# [Texto de lectura]
........
LXIII Edición: Temporada de lluvias

El mar

Desde la perspectiva de lo sublime, la tempestad no parece ya la manifestación de la cólera de Dios. Se hace movimiento impenetrable de lo desconocido, paisaje dinamizado, desprovisto de toda presencia humana. El desencadenamiento del océano, inmensa extensión implacable, indiferente al tiempo humano, pone fin a la complicidad del hombre y de una naturaleza que le sería ofrecida como espectáculo por la divinidad. La confrontación súbita con lo inconmensurable crea una quiebra temporal, provoca un estupor momentáneo del  alma, que se hace incapaz de razonamiento. El vértigo de lo ilimitado hace sentir al hombre su finitud. Ésas son las emociones, descritas bajo el vocablo «horror exquisito», experimentadas frente a ese océano que no guarda huella de la intervención humana, de ese paisaje que no se podría ni planificar ni moralizar.

Alain Corbin

La extravagante exuberancia del mar cubre una gran parte de nuestro imaginario que, sofocado por la inmensidad y la profundidad de sus misterios, torpemente ha navegado sobre él. La curiosidad -transformada en ciencia- sólo ha logrado confirmar lo que el genio poético ya nos había dicho. Este mar que nos habita y nos rodea, que nos mantiene insertos en estas fronteras, es un terrorífico y hermoso cuerpo que insondable nos empuja a nuestros propios abismos. Kilómetros de playa como vestigios diluvianos, una extensa piel que emerge del manto liquido es el único acceso a los diminutos cuerpos que atemorizados por su belleza acercan sus pies desnudos a este gran espejo que refleja la angustia de los deseos no cumplidos.
........
# [Líneas de datos]
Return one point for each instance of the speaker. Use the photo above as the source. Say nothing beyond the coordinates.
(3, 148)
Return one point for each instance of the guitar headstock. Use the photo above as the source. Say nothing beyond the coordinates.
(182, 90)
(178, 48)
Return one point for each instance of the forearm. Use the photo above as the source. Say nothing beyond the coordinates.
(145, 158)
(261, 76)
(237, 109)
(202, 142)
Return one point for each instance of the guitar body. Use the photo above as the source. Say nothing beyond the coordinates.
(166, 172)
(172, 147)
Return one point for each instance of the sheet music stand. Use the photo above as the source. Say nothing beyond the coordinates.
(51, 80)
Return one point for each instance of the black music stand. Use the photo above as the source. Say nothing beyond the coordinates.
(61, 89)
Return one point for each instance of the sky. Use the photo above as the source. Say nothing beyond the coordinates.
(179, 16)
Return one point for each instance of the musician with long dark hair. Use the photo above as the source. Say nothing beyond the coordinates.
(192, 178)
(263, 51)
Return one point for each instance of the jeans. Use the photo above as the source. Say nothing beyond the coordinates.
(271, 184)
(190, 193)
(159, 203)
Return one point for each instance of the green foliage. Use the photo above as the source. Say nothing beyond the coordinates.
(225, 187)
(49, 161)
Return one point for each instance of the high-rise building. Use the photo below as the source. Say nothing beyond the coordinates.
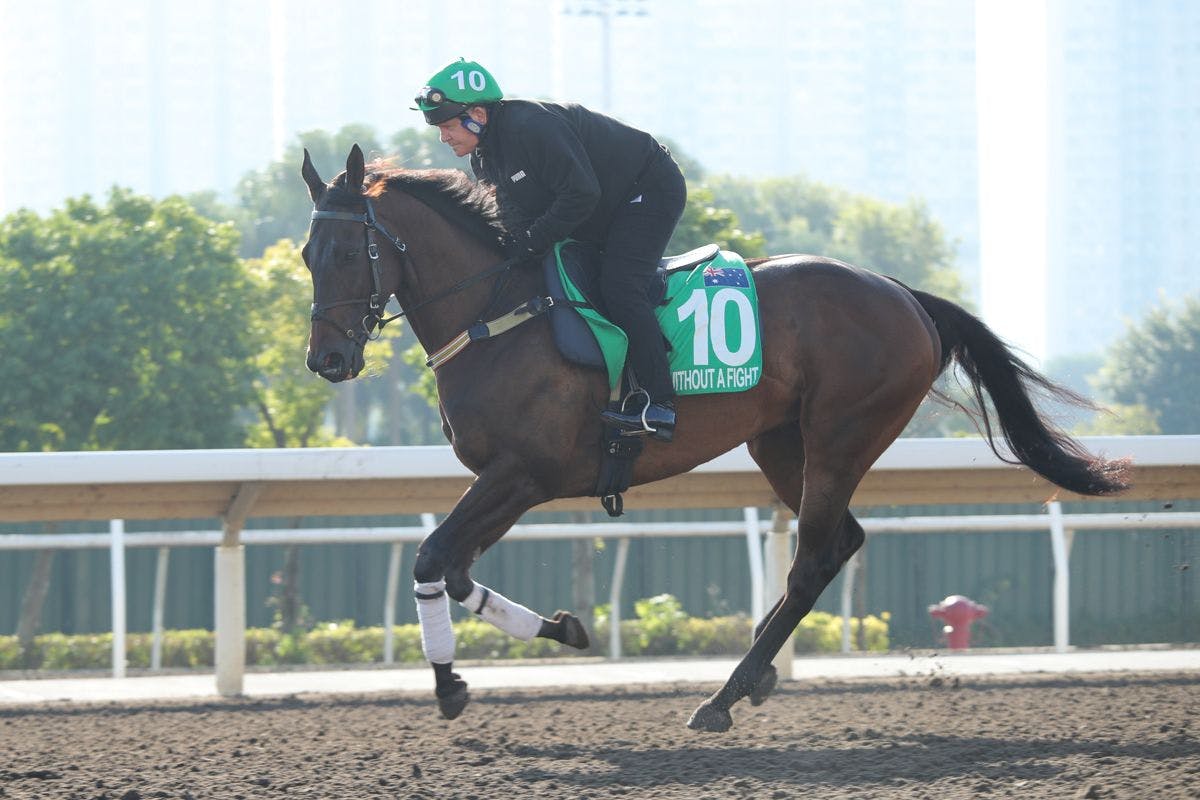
(875, 97)
(1123, 232)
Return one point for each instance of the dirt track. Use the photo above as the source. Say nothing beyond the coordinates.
(1096, 737)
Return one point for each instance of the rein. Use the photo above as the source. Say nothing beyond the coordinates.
(373, 322)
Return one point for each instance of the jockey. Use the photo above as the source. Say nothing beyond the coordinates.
(559, 172)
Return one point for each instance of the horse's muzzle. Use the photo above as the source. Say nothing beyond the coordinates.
(334, 366)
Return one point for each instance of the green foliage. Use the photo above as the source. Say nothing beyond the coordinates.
(796, 215)
(288, 398)
(274, 202)
(127, 325)
(661, 629)
(1156, 366)
(703, 221)
(658, 618)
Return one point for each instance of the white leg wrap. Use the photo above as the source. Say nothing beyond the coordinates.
(511, 618)
(433, 612)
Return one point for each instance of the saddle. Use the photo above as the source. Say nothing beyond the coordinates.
(579, 344)
(571, 332)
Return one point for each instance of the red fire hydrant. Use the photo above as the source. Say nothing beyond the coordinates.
(958, 613)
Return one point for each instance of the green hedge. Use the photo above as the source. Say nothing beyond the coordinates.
(661, 629)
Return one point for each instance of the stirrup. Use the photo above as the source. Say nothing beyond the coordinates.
(646, 407)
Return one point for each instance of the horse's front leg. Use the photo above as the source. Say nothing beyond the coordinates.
(493, 503)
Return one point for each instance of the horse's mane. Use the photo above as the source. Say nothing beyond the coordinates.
(450, 193)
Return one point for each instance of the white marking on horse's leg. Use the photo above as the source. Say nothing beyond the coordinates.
(511, 618)
(433, 612)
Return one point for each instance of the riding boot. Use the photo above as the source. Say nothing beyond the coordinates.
(655, 420)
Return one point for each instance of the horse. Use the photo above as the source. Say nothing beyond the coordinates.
(847, 356)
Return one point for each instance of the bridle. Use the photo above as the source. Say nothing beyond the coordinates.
(373, 322)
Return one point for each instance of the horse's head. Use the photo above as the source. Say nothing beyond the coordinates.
(353, 276)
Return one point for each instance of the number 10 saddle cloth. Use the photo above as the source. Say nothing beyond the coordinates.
(707, 308)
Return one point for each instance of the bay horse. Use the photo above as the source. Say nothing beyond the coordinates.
(847, 358)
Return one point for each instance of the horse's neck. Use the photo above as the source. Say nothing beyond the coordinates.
(442, 257)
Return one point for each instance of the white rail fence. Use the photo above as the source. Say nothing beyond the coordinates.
(768, 546)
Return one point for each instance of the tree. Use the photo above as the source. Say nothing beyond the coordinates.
(1156, 365)
(705, 222)
(288, 398)
(274, 202)
(124, 326)
(795, 215)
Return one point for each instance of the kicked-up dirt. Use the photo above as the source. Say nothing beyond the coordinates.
(1035, 737)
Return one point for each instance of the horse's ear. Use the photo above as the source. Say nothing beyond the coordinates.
(355, 169)
(316, 186)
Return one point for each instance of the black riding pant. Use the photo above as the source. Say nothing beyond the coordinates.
(635, 244)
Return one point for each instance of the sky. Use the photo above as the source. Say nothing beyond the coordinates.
(1012, 154)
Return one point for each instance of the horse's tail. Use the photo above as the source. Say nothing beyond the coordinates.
(990, 365)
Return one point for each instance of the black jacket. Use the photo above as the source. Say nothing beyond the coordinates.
(559, 170)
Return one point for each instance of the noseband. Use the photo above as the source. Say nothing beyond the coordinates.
(373, 320)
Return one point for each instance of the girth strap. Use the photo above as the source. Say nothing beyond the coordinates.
(522, 313)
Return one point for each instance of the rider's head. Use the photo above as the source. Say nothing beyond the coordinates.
(456, 100)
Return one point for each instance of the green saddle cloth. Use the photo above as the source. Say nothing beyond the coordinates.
(709, 316)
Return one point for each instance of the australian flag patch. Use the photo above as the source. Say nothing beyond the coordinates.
(717, 276)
........
# [Ejercicio 1]
Según el texto sobre el mar, ¿qué le hace sentir al hombre el vértigo de lo ilimitado?
# [Ejercicio 2]
Copia del texto sobre el mar el fragmento que empieza con "La extravagante exuberancia" y sigue hasta "deseos no cumplidos.".
Las líneas no guardan ninguna relación con el texto sobre el mar.

# [Solución escrita 1]
El vértigo de lo ilimitado le hace sentir al hombre su finitud.

# [Solución escrita 2]
La extravagante exuberancia del mar cubre una gran parte de nuestro imaginario que, sofocado por la inmensidad y la profundidad de sus misterios, torpemente ha navegado sobre él. La curiosidad -transformada en ciencia- sólo ha logrado confirmar lo que el genio poético ya nos había dicho. Este mar que nos habita y nos rodea, que nos mantiene insertos en estas fronteras, es un terrorífico y hermoso cuerpo que insondable nos empuja a nuestros propios abismos. Kilómetros de playa como vestigios diluvianos, una extensa piel que emerge del manto liquido es el único acceso a los diminutos cuerpos que atemorizados por su belleza acercan sus pies desnudos a este gran espejo que refleja la angustia de los deseos no cumplidos.